[Object location annotation data]
═══

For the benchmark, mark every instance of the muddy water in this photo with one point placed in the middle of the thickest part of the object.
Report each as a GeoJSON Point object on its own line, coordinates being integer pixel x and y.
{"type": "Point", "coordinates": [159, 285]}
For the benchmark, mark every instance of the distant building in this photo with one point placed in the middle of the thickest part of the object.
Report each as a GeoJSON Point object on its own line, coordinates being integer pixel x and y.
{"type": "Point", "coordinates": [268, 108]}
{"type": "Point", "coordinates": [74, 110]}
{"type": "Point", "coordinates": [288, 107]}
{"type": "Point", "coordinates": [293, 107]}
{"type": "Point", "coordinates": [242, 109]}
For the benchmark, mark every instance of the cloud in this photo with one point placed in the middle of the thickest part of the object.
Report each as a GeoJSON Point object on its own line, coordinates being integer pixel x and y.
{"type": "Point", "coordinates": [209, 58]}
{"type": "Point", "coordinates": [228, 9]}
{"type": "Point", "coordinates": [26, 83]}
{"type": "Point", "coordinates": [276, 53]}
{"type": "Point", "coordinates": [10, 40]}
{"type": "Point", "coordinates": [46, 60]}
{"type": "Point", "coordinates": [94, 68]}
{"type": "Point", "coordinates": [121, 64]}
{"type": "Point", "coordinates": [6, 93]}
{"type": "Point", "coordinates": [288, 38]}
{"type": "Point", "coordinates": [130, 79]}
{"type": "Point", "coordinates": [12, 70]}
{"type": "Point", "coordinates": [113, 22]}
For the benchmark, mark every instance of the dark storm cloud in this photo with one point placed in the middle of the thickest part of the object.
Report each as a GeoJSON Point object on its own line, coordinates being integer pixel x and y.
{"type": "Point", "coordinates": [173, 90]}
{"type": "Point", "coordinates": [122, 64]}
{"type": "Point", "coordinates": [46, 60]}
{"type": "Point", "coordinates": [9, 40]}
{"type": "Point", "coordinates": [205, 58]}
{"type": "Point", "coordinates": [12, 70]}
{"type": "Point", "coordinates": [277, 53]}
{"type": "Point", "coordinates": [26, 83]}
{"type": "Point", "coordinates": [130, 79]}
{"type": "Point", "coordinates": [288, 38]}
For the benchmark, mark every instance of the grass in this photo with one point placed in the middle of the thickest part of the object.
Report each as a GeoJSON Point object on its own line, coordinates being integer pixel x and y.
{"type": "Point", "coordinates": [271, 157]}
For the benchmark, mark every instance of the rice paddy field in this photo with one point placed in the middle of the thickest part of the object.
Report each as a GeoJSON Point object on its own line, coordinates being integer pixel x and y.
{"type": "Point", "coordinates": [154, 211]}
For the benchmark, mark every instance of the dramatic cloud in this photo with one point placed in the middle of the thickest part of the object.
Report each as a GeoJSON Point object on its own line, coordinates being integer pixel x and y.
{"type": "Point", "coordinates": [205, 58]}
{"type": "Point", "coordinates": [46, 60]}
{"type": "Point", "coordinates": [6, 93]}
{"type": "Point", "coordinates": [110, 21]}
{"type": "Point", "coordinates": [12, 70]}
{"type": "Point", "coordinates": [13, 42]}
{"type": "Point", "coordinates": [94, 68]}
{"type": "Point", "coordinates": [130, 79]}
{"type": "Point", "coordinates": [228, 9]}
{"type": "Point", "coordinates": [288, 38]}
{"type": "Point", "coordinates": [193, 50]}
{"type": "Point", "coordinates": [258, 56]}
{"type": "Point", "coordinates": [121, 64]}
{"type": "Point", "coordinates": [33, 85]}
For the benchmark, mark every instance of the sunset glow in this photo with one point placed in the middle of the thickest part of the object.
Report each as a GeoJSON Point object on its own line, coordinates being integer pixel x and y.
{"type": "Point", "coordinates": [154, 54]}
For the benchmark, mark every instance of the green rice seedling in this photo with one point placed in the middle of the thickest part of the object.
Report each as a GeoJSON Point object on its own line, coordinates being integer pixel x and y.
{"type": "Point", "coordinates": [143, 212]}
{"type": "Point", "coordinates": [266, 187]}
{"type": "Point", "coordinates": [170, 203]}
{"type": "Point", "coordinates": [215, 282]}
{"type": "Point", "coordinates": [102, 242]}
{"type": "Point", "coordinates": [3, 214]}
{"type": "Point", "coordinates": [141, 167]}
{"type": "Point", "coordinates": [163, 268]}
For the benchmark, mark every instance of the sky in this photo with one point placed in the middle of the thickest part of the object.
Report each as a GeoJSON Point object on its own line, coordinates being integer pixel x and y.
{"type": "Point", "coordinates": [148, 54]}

═══

Objective: Could you repeat the lines from the one containing "For the benchmark, mark every instance of the sunset" through the end of the lines, keeping every request, and add 87 to each coordinate in the answers?

Task result:
For the benchmark, mark every instance of the sunset glow in this photo with one point placed in the middle of the thickest part of the object.
Report each as a GeoJSON Point object on its own line, coordinates being integer pixel x and y.
{"type": "Point", "coordinates": [241, 141]}
For the benchmark, mark every instance of the green rice seedling in this photo with one point placed in the middle of the thickest part of the object.
Report each as a GeoJSON Point object on its own line, coordinates being integer pixel x and y.
{"type": "Point", "coordinates": [230, 299]}
{"type": "Point", "coordinates": [353, 274]}
{"type": "Point", "coordinates": [257, 290]}
{"type": "Point", "coordinates": [302, 369]}
{"type": "Point", "coordinates": [189, 329]}
{"type": "Point", "coordinates": [90, 301]}
{"type": "Point", "coordinates": [228, 254]}
{"type": "Point", "coordinates": [250, 355]}
For the benchmark, mark every instance of the sky in this photo with one point placed in the middle of the thickest part of the object.
Report each as a GeoJSON Point object on its own line, coordinates being integer pixel x and y.
{"type": "Point", "coordinates": [235, 141]}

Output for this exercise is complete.